* [RECORDS PROVIDED]
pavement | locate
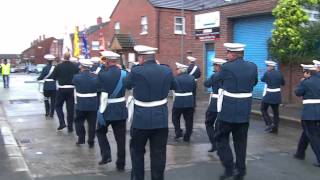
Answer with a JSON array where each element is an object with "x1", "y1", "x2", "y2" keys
[{"x1": 0, "y1": 74, "x2": 320, "y2": 180}]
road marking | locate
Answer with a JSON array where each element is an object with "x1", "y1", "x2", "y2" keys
[{"x1": 0, "y1": 125, "x2": 29, "y2": 172}]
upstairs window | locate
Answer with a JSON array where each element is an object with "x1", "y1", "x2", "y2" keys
[
  {"x1": 114, "y1": 22, "x2": 120, "y2": 34},
  {"x1": 140, "y1": 16, "x2": 148, "y2": 34},
  {"x1": 174, "y1": 16, "x2": 186, "y2": 34}
]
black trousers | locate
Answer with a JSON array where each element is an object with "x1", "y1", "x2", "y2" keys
[
  {"x1": 43, "y1": 90, "x2": 56, "y2": 116},
  {"x1": 172, "y1": 108, "x2": 194, "y2": 137},
  {"x1": 205, "y1": 111, "x2": 218, "y2": 149},
  {"x1": 130, "y1": 128, "x2": 168, "y2": 180},
  {"x1": 296, "y1": 121, "x2": 320, "y2": 164},
  {"x1": 192, "y1": 81, "x2": 198, "y2": 107},
  {"x1": 216, "y1": 119, "x2": 249, "y2": 175},
  {"x1": 74, "y1": 110, "x2": 97, "y2": 144},
  {"x1": 56, "y1": 88, "x2": 74, "y2": 130},
  {"x1": 261, "y1": 103, "x2": 279, "y2": 128},
  {"x1": 97, "y1": 119, "x2": 126, "y2": 167},
  {"x1": 2, "y1": 75, "x2": 9, "y2": 88}
]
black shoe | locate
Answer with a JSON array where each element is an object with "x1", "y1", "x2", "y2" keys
[
  {"x1": 183, "y1": 135, "x2": 190, "y2": 142},
  {"x1": 268, "y1": 128, "x2": 278, "y2": 134},
  {"x1": 76, "y1": 141, "x2": 85, "y2": 146},
  {"x1": 117, "y1": 165, "x2": 124, "y2": 172},
  {"x1": 219, "y1": 174, "x2": 234, "y2": 180},
  {"x1": 57, "y1": 125, "x2": 67, "y2": 131},
  {"x1": 88, "y1": 143, "x2": 94, "y2": 149},
  {"x1": 234, "y1": 174, "x2": 244, "y2": 180},
  {"x1": 313, "y1": 163, "x2": 320, "y2": 167},
  {"x1": 208, "y1": 147, "x2": 217, "y2": 152},
  {"x1": 99, "y1": 158, "x2": 112, "y2": 165},
  {"x1": 264, "y1": 126, "x2": 272, "y2": 132},
  {"x1": 293, "y1": 154, "x2": 305, "y2": 160},
  {"x1": 174, "y1": 133, "x2": 182, "y2": 139}
]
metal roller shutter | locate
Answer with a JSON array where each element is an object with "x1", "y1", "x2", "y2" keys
[{"x1": 233, "y1": 15, "x2": 274, "y2": 99}]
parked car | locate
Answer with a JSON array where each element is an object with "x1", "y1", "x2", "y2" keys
[
  {"x1": 10, "y1": 67, "x2": 17, "y2": 73},
  {"x1": 27, "y1": 64, "x2": 37, "y2": 73},
  {"x1": 36, "y1": 64, "x2": 46, "y2": 74}
]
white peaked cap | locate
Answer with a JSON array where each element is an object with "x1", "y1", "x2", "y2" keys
[
  {"x1": 91, "y1": 57, "x2": 100, "y2": 64},
  {"x1": 44, "y1": 54, "x2": 56, "y2": 61},
  {"x1": 212, "y1": 58, "x2": 227, "y2": 65},
  {"x1": 223, "y1": 43, "x2": 246, "y2": 52},
  {"x1": 133, "y1": 45, "x2": 158, "y2": 54},
  {"x1": 70, "y1": 57, "x2": 78, "y2": 62},
  {"x1": 265, "y1": 61, "x2": 277, "y2": 66},
  {"x1": 79, "y1": 59, "x2": 93, "y2": 67},
  {"x1": 301, "y1": 64, "x2": 316, "y2": 71},
  {"x1": 100, "y1": 51, "x2": 120, "y2": 60},
  {"x1": 78, "y1": 55, "x2": 86, "y2": 59},
  {"x1": 176, "y1": 62, "x2": 188, "y2": 69},
  {"x1": 312, "y1": 60, "x2": 320, "y2": 66},
  {"x1": 187, "y1": 56, "x2": 197, "y2": 62}
]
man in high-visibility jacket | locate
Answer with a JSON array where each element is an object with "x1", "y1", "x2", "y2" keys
[{"x1": 0, "y1": 59, "x2": 10, "y2": 88}]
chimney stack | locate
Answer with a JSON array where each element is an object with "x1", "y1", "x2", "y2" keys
[{"x1": 97, "y1": 16, "x2": 102, "y2": 25}]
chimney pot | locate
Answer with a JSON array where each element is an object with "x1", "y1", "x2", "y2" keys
[{"x1": 97, "y1": 16, "x2": 102, "y2": 25}]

* [TASK BRIEF] Copy all of the data above line for line without changing anything, but leave out the picture.

* [WRITTEN RESPONSE]
pavement | locate
Answer with a JSON array where each element is an object with "x1", "y1", "x2", "y2" keys
[{"x1": 0, "y1": 74, "x2": 320, "y2": 180}]
road marking | locate
Answer with a JSON array where each element is an object with "x1", "y1", "x2", "y2" keys
[{"x1": 0, "y1": 125, "x2": 29, "y2": 172}]
upstairs window | locate
Answer with a JSON array where each element is an object with "x1", "y1", "x2", "y2" keys
[
  {"x1": 114, "y1": 22, "x2": 120, "y2": 34},
  {"x1": 140, "y1": 16, "x2": 148, "y2": 34},
  {"x1": 174, "y1": 16, "x2": 186, "y2": 34}
]
black trousers | locate
Answer with a JSON array where each element is an object with "x1", "y1", "x2", "y2" keys
[
  {"x1": 43, "y1": 90, "x2": 56, "y2": 116},
  {"x1": 172, "y1": 108, "x2": 194, "y2": 137},
  {"x1": 205, "y1": 111, "x2": 218, "y2": 149},
  {"x1": 130, "y1": 128, "x2": 168, "y2": 180},
  {"x1": 296, "y1": 121, "x2": 320, "y2": 164},
  {"x1": 192, "y1": 81, "x2": 198, "y2": 107},
  {"x1": 216, "y1": 119, "x2": 249, "y2": 175},
  {"x1": 74, "y1": 110, "x2": 97, "y2": 144},
  {"x1": 56, "y1": 88, "x2": 74, "y2": 130},
  {"x1": 261, "y1": 103, "x2": 279, "y2": 128},
  {"x1": 97, "y1": 119, "x2": 126, "y2": 167},
  {"x1": 2, "y1": 75, "x2": 9, "y2": 88}
]
black shoe | locate
Answer with a JSON array where each element is an object with "x1", "y1", "x2", "y2" keys
[
  {"x1": 183, "y1": 135, "x2": 190, "y2": 142},
  {"x1": 268, "y1": 128, "x2": 278, "y2": 134},
  {"x1": 76, "y1": 141, "x2": 85, "y2": 146},
  {"x1": 117, "y1": 165, "x2": 124, "y2": 172},
  {"x1": 219, "y1": 174, "x2": 234, "y2": 180},
  {"x1": 57, "y1": 125, "x2": 67, "y2": 131},
  {"x1": 88, "y1": 143, "x2": 94, "y2": 149},
  {"x1": 234, "y1": 174, "x2": 244, "y2": 180},
  {"x1": 313, "y1": 163, "x2": 320, "y2": 167},
  {"x1": 208, "y1": 147, "x2": 217, "y2": 152},
  {"x1": 99, "y1": 158, "x2": 112, "y2": 165},
  {"x1": 264, "y1": 126, "x2": 272, "y2": 132},
  {"x1": 293, "y1": 154, "x2": 305, "y2": 160},
  {"x1": 174, "y1": 133, "x2": 182, "y2": 139}
]
metal roller shutter | locate
Answer with a JSON array where each element is an object with "x1", "y1", "x2", "y2" keys
[{"x1": 233, "y1": 15, "x2": 274, "y2": 99}]
parked car | locate
Answer with a JSON array where each element is an object with "x1", "y1", "x2", "y2" keys
[
  {"x1": 10, "y1": 67, "x2": 17, "y2": 73},
  {"x1": 27, "y1": 64, "x2": 37, "y2": 73},
  {"x1": 36, "y1": 64, "x2": 46, "y2": 74}
]
white peaked cap | locate
Answer with a JSON array where each element is an object with "x1", "y1", "x2", "y2" keys
[
  {"x1": 91, "y1": 57, "x2": 100, "y2": 64},
  {"x1": 44, "y1": 54, "x2": 56, "y2": 61},
  {"x1": 212, "y1": 58, "x2": 227, "y2": 65},
  {"x1": 223, "y1": 43, "x2": 246, "y2": 52},
  {"x1": 133, "y1": 45, "x2": 158, "y2": 54},
  {"x1": 70, "y1": 57, "x2": 78, "y2": 62},
  {"x1": 265, "y1": 61, "x2": 277, "y2": 66},
  {"x1": 79, "y1": 59, "x2": 93, "y2": 67},
  {"x1": 301, "y1": 64, "x2": 316, "y2": 71},
  {"x1": 100, "y1": 51, "x2": 120, "y2": 60},
  {"x1": 78, "y1": 55, "x2": 86, "y2": 59},
  {"x1": 176, "y1": 62, "x2": 188, "y2": 69},
  {"x1": 312, "y1": 60, "x2": 320, "y2": 66},
  {"x1": 187, "y1": 56, "x2": 197, "y2": 62}
]
man in high-visibility jacket | locate
Answer with a JSON array where each element is an object with "x1", "y1", "x2", "y2" keys
[{"x1": 0, "y1": 59, "x2": 10, "y2": 88}]
chimney stack | locate
Answer with a JSON array where each element is an object with "x1", "y1", "x2", "y2" keys
[{"x1": 97, "y1": 16, "x2": 102, "y2": 25}]
chimney pot | locate
Answer with a JSON array where each element is an object with "x1", "y1", "x2", "y2" keys
[{"x1": 97, "y1": 16, "x2": 102, "y2": 25}]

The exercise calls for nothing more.